====== Source material ======

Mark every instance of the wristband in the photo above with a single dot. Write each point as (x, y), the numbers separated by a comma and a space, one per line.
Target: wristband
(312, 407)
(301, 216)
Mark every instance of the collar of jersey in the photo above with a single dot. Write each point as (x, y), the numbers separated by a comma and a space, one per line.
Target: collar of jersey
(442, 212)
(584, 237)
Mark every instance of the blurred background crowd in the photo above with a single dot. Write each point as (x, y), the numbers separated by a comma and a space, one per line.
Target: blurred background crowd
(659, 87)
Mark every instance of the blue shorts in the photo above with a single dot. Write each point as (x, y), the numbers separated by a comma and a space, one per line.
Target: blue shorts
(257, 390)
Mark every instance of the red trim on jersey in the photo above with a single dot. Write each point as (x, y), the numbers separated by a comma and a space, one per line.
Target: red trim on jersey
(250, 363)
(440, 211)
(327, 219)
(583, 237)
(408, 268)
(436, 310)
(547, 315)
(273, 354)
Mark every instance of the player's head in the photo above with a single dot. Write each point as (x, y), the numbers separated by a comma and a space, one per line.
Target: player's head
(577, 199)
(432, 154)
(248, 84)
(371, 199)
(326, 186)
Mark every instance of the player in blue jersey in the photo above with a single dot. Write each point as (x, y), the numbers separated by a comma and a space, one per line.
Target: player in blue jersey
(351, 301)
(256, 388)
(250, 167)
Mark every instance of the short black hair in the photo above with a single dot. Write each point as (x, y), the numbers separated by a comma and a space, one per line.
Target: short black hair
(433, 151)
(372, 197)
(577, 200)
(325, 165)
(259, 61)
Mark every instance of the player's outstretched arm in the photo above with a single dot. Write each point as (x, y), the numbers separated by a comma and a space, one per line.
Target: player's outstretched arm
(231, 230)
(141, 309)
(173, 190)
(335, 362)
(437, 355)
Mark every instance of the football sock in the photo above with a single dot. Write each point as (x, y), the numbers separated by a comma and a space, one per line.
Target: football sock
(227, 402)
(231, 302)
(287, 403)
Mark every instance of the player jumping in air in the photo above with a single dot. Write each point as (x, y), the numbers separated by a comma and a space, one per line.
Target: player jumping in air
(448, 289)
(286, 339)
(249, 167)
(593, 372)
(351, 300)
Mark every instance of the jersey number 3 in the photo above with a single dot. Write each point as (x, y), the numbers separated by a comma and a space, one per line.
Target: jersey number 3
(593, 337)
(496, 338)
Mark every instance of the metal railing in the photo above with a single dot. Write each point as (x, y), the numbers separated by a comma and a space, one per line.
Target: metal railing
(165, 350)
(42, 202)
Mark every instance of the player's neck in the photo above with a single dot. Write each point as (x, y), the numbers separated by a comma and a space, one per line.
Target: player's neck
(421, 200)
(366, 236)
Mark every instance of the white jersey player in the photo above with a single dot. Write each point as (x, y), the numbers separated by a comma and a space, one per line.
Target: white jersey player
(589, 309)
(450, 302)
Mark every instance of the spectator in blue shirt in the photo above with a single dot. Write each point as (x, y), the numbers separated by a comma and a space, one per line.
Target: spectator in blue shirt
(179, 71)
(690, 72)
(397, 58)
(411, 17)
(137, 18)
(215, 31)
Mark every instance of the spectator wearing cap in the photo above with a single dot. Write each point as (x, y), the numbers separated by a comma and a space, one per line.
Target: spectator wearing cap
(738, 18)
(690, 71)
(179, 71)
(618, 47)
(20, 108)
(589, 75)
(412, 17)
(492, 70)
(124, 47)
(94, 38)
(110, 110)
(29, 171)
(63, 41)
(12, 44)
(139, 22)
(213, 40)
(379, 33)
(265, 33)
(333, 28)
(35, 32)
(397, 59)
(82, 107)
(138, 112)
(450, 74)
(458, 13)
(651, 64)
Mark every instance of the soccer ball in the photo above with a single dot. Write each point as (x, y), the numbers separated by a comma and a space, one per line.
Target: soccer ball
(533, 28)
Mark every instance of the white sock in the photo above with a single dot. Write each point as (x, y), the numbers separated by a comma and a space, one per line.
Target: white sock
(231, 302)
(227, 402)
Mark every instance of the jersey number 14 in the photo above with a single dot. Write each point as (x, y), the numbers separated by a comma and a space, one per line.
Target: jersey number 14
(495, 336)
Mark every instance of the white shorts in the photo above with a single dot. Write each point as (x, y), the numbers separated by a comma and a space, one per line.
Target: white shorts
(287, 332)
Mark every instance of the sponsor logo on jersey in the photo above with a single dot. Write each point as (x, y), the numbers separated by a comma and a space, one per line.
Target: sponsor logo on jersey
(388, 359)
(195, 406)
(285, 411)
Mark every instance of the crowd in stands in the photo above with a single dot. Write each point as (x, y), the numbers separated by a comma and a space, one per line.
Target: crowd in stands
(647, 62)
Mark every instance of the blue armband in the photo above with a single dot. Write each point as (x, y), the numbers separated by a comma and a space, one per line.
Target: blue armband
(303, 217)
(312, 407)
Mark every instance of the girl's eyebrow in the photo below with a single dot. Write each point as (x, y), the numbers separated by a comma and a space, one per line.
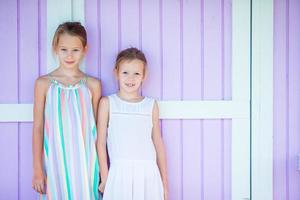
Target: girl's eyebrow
(70, 47)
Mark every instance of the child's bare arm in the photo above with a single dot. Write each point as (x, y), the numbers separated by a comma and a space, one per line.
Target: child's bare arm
(160, 149)
(41, 86)
(103, 117)
(95, 88)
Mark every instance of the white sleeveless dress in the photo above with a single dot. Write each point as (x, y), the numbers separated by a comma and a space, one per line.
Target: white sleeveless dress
(133, 172)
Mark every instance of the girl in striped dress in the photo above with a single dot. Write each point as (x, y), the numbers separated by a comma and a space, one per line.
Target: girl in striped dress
(128, 125)
(65, 164)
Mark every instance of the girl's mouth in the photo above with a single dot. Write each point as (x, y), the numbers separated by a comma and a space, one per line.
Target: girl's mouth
(129, 84)
(69, 62)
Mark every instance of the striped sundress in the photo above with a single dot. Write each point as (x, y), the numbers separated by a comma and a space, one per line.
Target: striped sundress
(70, 157)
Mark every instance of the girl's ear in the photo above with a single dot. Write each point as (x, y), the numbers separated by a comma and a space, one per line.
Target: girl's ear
(116, 73)
(145, 74)
(85, 49)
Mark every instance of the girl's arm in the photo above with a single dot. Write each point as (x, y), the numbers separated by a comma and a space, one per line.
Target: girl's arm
(38, 180)
(103, 116)
(160, 149)
(95, 88)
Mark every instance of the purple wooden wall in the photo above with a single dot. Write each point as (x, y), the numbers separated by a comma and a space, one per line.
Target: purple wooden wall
(286, 99)
(22, 35)
(188, 45)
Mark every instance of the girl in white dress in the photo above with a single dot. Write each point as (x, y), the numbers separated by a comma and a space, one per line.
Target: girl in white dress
(129, 127)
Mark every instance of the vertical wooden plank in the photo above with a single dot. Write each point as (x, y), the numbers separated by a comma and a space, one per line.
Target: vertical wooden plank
(9, 160)
(241, 92)
(262, 100)
(280, 186)
(212, 170)
(191, 33)
(92, 24)
(9, 94)
(129, 23)
(109, 44)
(227, 95)
(29, 71)
(150, 36)
(294, 98)
(55, 16)
(171, 90)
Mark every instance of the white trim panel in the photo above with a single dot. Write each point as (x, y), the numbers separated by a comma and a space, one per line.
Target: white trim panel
(184, 110)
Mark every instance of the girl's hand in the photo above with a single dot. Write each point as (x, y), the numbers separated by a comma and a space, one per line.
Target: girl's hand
(39, 182)
(102, 186)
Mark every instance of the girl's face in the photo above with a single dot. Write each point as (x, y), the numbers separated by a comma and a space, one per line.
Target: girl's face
(130, 75)
(69, 51)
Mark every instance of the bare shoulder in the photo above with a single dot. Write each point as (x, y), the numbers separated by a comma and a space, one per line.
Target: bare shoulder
(42, 84)
(104, 101)
(155, 105)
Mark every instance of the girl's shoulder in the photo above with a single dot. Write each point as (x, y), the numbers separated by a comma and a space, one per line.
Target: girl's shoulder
(93, 83)
(42, 84)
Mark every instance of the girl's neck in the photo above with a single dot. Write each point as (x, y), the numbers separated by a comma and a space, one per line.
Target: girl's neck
(72, 72)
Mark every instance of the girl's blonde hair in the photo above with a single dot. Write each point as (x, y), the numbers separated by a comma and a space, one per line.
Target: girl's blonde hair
(71, 28)
(129, 55)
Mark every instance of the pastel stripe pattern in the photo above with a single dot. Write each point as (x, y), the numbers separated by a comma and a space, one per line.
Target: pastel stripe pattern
(70, 133)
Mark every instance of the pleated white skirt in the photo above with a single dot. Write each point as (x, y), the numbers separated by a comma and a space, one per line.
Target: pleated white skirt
(133, 180)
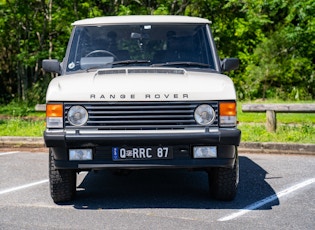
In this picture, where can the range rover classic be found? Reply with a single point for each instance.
(138, 93)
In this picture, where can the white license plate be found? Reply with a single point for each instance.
(142, 153)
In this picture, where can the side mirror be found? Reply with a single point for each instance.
(229, 64)
(51, 65)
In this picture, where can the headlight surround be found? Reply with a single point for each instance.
(204, 114)
(77, 115)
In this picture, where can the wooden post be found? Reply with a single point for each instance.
(271, 123)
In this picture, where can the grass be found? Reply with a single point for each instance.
(20, 127)
(292, 127)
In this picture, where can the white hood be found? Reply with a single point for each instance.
(141, 84)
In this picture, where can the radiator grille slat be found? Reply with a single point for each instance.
(140, 115)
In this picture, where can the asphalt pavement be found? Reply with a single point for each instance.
(245, 147)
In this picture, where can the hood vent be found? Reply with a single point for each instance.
(142, 71)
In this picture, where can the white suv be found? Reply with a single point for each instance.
(142, 92)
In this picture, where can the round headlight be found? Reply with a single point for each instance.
(204, 114)
(77, 115)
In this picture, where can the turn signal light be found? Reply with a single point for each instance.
(54, 116)
(228, 114)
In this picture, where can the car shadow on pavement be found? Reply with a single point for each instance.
(169, 189)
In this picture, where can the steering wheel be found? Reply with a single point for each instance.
(102, 51)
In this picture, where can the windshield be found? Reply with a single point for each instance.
(109, 46)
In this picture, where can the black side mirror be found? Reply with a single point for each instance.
(229, 64)
(51, 65)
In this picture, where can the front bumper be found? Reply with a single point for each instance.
(182, 144)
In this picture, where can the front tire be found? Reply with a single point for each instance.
(62, 182)
(223, 182)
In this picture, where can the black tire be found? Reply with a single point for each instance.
(223, 182)
(62, 182)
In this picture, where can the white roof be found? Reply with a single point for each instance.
(135, 19)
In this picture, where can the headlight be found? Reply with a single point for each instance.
(204, 114)
(77, 115)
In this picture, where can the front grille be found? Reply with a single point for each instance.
(140, 115)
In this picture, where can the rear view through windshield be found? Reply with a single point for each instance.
(158, 45)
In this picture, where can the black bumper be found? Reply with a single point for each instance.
(226, 141)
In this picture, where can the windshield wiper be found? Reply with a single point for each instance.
(123, 62)
(129, 62)
(180, 63)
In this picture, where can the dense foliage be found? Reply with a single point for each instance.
(274, 39)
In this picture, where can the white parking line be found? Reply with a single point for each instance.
(8, 153)
(268, 199)
(23, 186)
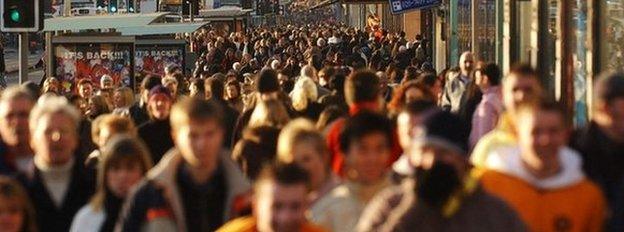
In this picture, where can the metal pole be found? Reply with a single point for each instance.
(475, 27)
(67, 8)
(567, 61)
(23, 57)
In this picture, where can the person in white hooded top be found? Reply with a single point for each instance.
(541, 178)
(124, 161)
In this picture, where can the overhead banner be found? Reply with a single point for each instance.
(74, 62)
(152, 59)
(401, 6)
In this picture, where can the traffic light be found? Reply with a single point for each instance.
(21, 15)
(131, 6)
(187, 3)
(112, 6)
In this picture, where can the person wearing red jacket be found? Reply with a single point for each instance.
(362, 94)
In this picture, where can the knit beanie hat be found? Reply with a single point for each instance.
(444, 129)
(159, 89)
(267, 82)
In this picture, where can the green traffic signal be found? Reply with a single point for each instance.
(15, 15)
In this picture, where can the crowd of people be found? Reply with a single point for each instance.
(311, 128)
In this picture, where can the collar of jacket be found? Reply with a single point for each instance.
(508, 160)
(471, 183)
(361, 106)
(165, 171)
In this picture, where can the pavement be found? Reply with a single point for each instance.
(12, 63)
(12, 66)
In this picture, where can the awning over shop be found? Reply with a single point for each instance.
(161, 29)
(224, 12)
(323, 4)
(95, 22)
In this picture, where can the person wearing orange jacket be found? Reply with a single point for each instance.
(362, 94)
(541, 178)
(280, 202)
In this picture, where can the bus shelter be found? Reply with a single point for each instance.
(126, 47)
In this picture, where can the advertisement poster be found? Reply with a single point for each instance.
(152, 59)
(77, 61)
(400, 6)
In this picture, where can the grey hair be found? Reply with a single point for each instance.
(15, 92)
(49, 104)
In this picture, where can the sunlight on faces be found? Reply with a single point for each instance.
(172, 86)
(615, 110)
(541, 134)
(405, 128)
(11, 214)
(118, 99)
(199, 142)
(413, 94)
(280, 207)
(55, 138)
(425, 155)
(231, 91)
(122, 176)
(368, 157)
(14, 121)
(518, 90)
(307, 156)
(85, 90)
(160, 106)
(107, 83)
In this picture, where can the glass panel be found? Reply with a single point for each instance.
(486, 30)
(612, 54)
(550, 60)
(522, 30)
(464, 26)
(579, 18)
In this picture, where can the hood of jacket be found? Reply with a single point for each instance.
(165, 172)
(507, 160)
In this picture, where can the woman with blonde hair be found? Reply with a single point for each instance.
(103, 128)
(124, 162)
(304, 99)
(123, 99)
(269, 113)
(97, 107)
(18, 214)
(301, 143)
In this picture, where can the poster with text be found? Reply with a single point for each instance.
(152, 59)
(74, 62)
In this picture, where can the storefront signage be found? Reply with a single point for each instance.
(401, 6)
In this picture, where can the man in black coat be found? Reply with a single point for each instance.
(58, 184)
(138, 111)
(601, 144)
(156, 133)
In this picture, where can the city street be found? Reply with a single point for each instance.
(313, 116)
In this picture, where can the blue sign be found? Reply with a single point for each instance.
(400, 6)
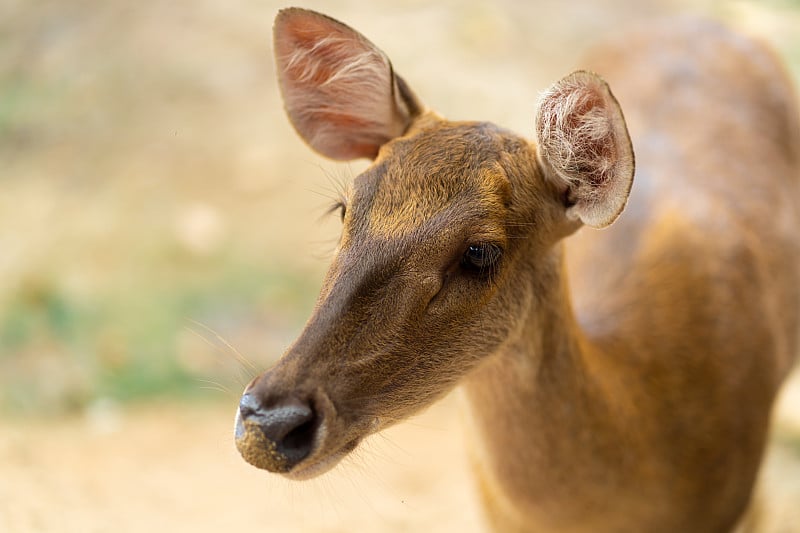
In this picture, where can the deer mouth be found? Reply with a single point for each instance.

======

#### About this task
Each line in the entries above, starting at the line with "Target: girl's hand" and ending at the line with "Mark every instance of the bare", is to be printed exactly, and only those lines.

#### Exercise solution
Target: girl's hand
(39, 182)
(102, 186)
Mark every instance of the girl's face in the photo above with a single dot. Write each point as (x, y), the numbers separated by a comma and a space, one per line.
Target: girl's face
(130, 75)
(69, 51)
Mark every instance of the bare shoulder in the photo above with a single dot. Write each point as (x, y), the numbers separated by a comma and a space, one per line.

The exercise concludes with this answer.